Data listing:
==*==

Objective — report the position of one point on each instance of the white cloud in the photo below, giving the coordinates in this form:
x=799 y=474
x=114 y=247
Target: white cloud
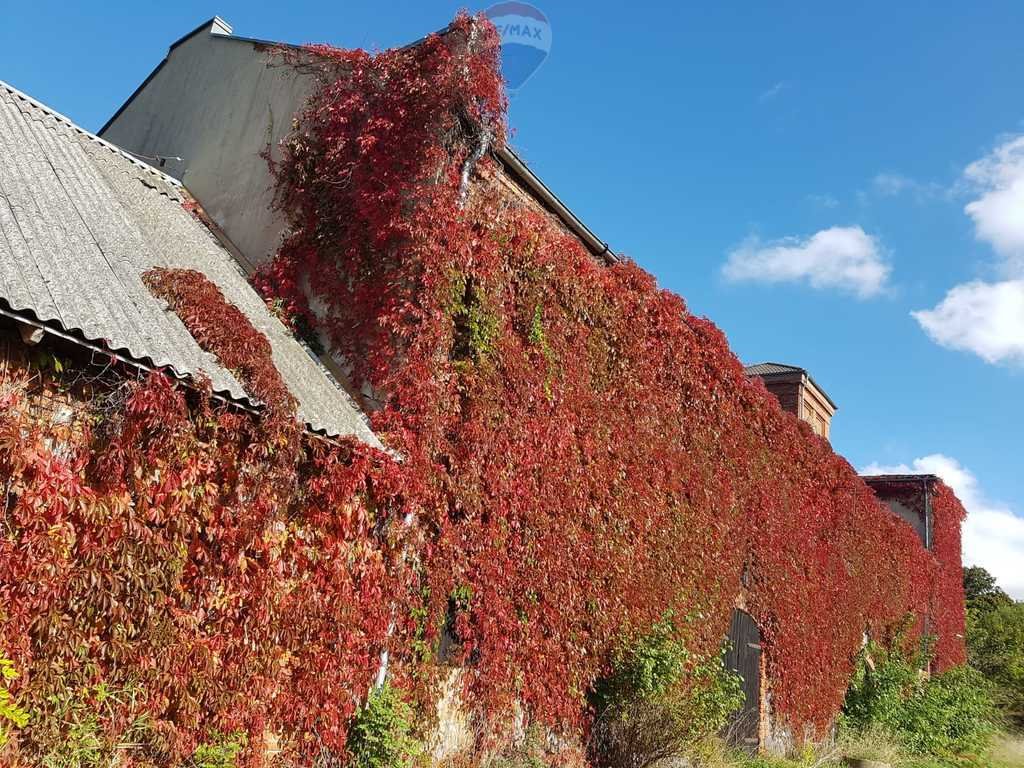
x=993 y=536
x=825 y=201
x=986 y=318
x=891 y=184
x=770 y=93
x=998 y=212
x=842 y=257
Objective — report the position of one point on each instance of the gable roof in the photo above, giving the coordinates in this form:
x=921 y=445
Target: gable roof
x=81 y=221
x=216 y=29
x=770 y=370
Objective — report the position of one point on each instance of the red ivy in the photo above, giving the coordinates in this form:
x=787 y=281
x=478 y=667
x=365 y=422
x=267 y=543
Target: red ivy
x=583 y=453
x=580 y=454
x=222 y=329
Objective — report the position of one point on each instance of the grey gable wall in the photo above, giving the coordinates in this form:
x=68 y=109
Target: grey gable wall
x=218 y=101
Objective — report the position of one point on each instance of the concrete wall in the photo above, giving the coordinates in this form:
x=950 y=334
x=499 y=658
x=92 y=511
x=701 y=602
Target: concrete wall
x=218 y=102
x=916 y=520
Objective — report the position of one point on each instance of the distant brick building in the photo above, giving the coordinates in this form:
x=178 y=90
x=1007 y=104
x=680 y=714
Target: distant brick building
x=798 y=393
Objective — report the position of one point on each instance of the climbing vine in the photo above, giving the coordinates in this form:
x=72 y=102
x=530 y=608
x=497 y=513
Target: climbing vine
x=583 y=453
x=580 y=457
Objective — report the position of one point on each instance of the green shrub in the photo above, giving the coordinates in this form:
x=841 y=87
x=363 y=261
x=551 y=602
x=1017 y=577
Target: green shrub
x=658 y=700
x=381 y=733
x=10 y=714
x=944 y=715
x=220 y=752
x=995 y=648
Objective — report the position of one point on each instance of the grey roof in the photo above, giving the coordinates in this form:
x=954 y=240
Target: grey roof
x=780 y=369
x=896 y=477
x=81 y=221
x=772 y=369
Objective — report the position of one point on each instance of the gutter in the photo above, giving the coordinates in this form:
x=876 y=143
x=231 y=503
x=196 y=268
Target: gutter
x=543 y=193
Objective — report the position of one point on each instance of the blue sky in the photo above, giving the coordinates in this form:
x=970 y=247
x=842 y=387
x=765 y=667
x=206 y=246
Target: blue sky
x=807 y=176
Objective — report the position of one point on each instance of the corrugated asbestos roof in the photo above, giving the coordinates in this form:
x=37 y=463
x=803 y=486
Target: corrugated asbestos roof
x=769 y=369
x=81 y=221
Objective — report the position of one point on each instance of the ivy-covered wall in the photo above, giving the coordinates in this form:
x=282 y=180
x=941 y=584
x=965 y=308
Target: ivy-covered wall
x=586 y=453
x=580 y=456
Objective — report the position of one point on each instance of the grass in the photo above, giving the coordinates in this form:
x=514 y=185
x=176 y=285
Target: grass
x=1006 y=752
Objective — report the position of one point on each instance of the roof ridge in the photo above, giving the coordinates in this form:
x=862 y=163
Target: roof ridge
x=89 y=134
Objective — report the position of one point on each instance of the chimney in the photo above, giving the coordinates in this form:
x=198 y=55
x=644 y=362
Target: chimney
x=798 y=393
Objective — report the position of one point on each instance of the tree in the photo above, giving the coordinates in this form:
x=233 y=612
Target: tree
x=980 y=590
x=995 y=639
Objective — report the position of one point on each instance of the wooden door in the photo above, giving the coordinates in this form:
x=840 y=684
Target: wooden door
x=743 y=656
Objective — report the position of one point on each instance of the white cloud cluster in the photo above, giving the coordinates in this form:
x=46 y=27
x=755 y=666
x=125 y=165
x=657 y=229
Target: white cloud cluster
x=987 y=318
x=841 y=257
x=998 y=212
x=993 y=536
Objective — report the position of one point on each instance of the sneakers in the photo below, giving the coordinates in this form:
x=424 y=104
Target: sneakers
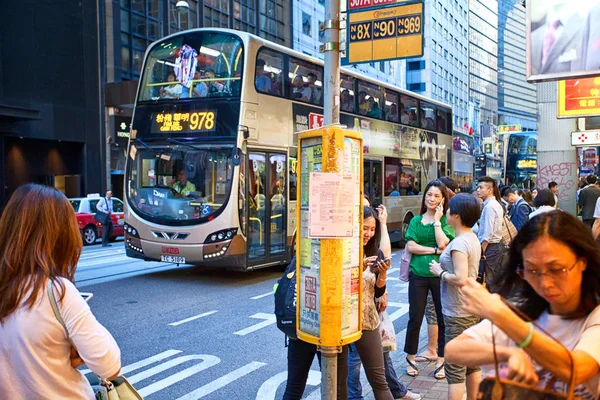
x=410 y=396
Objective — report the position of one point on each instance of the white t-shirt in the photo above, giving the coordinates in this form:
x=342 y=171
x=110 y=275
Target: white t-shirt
x=579 y=334
x=35 y=352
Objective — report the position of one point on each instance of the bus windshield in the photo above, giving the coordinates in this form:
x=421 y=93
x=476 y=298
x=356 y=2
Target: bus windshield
x=179 y=183
x=193 y=65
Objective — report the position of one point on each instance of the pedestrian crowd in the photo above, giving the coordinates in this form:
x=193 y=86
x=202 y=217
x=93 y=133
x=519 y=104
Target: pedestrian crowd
x=507 y=282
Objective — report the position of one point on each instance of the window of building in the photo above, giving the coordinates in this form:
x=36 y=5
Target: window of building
x=306 y=24
x=347 y=93
x=306 y=82
x=369 y=100
x=269 y=72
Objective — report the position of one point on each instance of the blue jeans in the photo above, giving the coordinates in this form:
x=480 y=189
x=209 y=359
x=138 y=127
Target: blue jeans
x=355 y=388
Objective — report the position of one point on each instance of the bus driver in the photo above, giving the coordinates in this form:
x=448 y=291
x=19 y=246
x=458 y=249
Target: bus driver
x=182 y=185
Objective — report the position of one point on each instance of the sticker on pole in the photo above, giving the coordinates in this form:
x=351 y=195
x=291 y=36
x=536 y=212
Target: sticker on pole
x=331 y=205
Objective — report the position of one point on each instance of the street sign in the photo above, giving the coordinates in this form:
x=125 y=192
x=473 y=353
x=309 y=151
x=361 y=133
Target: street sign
x=585 y=138
x=502 y=129
x=384 y=34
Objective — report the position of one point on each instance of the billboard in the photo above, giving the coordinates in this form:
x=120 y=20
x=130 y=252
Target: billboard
x=563 y=39
x=578 y=98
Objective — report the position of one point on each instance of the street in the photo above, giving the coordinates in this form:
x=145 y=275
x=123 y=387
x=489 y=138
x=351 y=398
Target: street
x=193 y=333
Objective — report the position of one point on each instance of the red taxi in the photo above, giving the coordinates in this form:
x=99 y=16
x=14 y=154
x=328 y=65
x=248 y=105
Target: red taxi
x=91 y=230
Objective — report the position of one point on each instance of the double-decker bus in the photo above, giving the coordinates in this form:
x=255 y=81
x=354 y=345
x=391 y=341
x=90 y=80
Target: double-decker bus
x=212 y=157
x=521 y=160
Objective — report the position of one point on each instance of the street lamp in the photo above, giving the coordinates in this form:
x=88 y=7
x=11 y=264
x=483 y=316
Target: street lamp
x=181 y=6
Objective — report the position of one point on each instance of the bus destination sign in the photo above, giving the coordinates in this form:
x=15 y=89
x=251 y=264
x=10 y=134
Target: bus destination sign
x=385 y=34
x=202 y=121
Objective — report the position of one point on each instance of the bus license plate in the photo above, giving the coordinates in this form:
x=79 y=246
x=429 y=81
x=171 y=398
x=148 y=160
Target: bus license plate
x=172 y=259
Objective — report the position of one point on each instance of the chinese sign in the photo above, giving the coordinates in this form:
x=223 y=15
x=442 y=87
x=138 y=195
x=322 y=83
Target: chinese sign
x=585 y=138
x=385 y=33
x=508 y=128
x=579 y=97
x=203 y=121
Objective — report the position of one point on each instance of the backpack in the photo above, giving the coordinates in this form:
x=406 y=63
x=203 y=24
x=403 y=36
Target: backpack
x=285 y=301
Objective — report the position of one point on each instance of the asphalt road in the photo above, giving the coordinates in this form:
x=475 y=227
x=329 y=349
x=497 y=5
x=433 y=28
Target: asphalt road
x=198 y=333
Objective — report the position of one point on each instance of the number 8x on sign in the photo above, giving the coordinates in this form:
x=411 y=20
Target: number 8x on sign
x=386 y=33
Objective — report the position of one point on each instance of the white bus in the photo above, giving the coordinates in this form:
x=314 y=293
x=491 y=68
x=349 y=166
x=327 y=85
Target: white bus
x=211 y=167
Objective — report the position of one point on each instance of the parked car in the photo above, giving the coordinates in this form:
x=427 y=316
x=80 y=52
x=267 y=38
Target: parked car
x=91 y=230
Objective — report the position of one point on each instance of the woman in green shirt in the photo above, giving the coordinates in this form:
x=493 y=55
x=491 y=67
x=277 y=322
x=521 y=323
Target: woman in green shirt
x=426 y=238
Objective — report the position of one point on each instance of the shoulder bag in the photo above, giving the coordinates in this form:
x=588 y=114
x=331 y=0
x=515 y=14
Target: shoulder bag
x=496 y=388
x=104 y=389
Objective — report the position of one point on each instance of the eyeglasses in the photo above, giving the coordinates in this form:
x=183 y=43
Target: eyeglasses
x=554 y=274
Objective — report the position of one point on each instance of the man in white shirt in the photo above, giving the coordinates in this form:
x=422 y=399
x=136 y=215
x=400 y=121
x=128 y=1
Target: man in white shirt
x=490 y=230
x=105 y=205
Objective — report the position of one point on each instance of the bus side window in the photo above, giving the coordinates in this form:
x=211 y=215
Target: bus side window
x=268 y=77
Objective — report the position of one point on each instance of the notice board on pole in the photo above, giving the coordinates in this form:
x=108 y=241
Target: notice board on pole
x=385 y=33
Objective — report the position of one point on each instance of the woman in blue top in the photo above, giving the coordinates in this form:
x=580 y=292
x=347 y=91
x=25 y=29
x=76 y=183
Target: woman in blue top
x=426 y=238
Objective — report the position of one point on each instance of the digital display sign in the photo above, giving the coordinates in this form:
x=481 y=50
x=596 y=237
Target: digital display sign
x=385 y=34
x=200 y=121
x=579 y=97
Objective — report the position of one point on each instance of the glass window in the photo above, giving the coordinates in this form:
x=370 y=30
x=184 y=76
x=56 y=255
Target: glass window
x=427 y=115
x=391 y=106
x=306 y=82
x=347 y=93
x=194 y=65
x=408 y=111
x=369 y=100
x=269 y=72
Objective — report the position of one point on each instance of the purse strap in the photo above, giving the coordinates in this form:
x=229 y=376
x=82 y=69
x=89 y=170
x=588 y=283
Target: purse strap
x=571 y=391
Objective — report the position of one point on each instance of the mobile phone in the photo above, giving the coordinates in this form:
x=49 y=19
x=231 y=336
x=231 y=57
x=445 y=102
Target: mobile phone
x=86 y=296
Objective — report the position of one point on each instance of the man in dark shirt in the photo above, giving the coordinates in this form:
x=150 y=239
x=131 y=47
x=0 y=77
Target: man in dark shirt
x=587 y=200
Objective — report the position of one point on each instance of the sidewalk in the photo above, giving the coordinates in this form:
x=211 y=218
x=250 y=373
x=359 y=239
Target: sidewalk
x=424 y=383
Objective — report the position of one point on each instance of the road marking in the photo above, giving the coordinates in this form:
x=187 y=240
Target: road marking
x=269 y=319
x=195 y=317
x=398 y=313
x=260 y=296
x=222 y=381
x=268 y=390
x=207 y=362
x=142 y=363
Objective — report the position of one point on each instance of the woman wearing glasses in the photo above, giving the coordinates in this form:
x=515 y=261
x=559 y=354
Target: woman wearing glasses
x=553 y=277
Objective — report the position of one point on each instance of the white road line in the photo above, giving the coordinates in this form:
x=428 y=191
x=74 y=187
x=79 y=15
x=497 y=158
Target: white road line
x=222 y=381
x=260 y=296
x=195 y=317
x=269 y=319
x=403 y=309
x=207 y=362
x=142 y=363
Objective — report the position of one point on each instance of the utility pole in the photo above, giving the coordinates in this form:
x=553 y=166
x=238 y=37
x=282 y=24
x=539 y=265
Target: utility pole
x=331 y=93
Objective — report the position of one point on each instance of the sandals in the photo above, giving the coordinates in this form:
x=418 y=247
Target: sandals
x=439 y=372
x=411 y=368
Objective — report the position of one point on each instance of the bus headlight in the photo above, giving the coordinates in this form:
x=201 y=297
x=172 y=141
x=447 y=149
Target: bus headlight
x=219 y=236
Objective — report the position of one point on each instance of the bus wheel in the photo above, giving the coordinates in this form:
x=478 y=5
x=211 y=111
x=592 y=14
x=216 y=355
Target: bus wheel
x=89 y=235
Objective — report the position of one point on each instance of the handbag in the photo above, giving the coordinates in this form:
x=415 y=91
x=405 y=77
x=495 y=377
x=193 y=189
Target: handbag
x=497 y=388
x=405 y=264
x=104 y=389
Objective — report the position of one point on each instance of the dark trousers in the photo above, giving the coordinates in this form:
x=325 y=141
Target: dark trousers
x=106 y=232
x=418 y=288
x=300 y=358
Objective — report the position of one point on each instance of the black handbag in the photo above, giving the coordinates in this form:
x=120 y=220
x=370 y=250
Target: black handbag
x=497 y=388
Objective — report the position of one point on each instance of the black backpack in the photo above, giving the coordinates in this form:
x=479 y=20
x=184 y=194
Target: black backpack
x=285 y=301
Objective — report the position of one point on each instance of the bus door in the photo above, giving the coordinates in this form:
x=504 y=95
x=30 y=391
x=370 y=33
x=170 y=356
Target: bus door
x=372 y=181
x=267 y=207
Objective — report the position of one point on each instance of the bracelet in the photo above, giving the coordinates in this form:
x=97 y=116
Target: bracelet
x=527 y=340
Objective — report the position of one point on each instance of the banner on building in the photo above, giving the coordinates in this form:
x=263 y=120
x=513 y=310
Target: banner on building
x=563 y=39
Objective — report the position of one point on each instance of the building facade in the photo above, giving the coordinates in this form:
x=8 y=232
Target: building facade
x=49 y=97
x=516 y=97
x=129 y=26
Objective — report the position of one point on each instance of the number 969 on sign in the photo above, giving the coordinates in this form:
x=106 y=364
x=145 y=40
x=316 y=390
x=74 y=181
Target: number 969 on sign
x=386 y=28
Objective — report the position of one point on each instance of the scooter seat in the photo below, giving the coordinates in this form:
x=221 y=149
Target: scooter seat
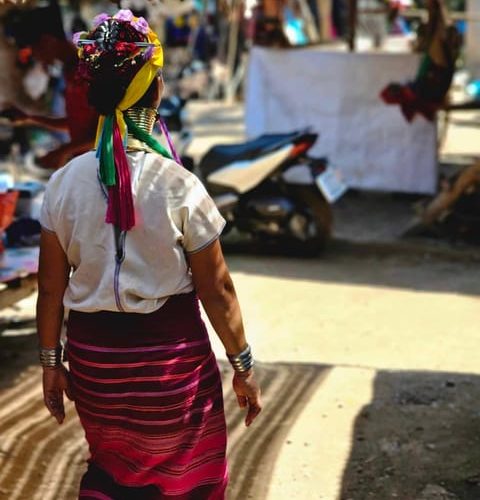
x=219 y=156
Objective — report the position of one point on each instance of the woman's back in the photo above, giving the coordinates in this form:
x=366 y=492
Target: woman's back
x=145 y=265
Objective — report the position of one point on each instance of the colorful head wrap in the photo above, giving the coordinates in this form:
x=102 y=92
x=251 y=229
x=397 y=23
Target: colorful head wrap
x=108 y=42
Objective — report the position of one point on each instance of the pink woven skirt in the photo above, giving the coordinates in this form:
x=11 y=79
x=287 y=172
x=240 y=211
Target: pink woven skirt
x=148 y=392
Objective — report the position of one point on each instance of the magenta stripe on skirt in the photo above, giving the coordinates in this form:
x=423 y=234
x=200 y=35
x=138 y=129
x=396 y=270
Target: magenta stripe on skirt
x=148 y=392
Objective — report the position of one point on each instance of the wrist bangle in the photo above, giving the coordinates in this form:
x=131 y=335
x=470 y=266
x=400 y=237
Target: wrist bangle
x=50 y=358
x=243 y=361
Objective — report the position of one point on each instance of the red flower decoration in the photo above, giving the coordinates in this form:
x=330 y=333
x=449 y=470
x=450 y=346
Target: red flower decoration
x=125 y=49
x=89 y=49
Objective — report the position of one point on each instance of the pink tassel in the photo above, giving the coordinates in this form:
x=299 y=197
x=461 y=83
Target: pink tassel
x=120 y=210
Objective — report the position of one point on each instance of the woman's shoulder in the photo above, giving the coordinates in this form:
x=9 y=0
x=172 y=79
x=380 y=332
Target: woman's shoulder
x=172 y=172
x=80 y=166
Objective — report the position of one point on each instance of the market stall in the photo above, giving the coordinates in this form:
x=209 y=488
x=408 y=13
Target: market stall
x=337 y=94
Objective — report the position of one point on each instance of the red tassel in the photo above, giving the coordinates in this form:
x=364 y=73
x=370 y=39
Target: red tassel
x=120 y=209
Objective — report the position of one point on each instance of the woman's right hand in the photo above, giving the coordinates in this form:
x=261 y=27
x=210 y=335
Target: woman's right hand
x=56 y=381
x=248 y=394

==*==

Reproduce the lines of the listing without changes, from the line with "the number 969" to the line with "x=243 y=361", including both of those lines. Leave the pictures out.

Objective — report the position of one point on each instance of the number 969 on sign in the photo above, giving the coordinates in this form:
x=106 y=364
x=145 y=40
x=316 y=390
x=74 y=181
Target: number 969 on sign
x=386 y=28
Objective — report the position of one point on each instance of the scooter seat in the photo below, giving the coordinates in this form:
x=221 y=149
Target: scooter seat
x=219 y=156
Objective — report the position of one point on each instance of the woman's back in the photo above, giving the coordinates in this form:
x=366 y=492
Target: woman's back
x=145 y=265
Objective — report the position of one point on each instance of the colorful head wrap in the photo above, giving the coordinates in this form:
x=102 y=92
x=251 y=229
x=397 y=23
Target: colorful head wrap
x=108 y=42
Objective — report the position of one point on each instance of the pink woven skirt in the photo above, giving the coordinates in this form:
x=11 y=79
x=287 y=172
x=240 y=211
Target: pink woven skirt
x=148 y=392
Objective — report the position of one point on each instance of the magenta stripe on skirt in the photo above, giving the coordinates in this form:
x=423 y=234
x=200 y=35
x=138 y=129
x=396 y=270
Target: magenta stripe on skirt
x=148 y=392
Objective — report the position of one point on each instance of the wrist bangle in the photo above, giving the coordinates in this form:
x=131 y=335
x=470 y=266
x=400 y=237
Target: wrist bangle
x=50 y=358
x=243 y=361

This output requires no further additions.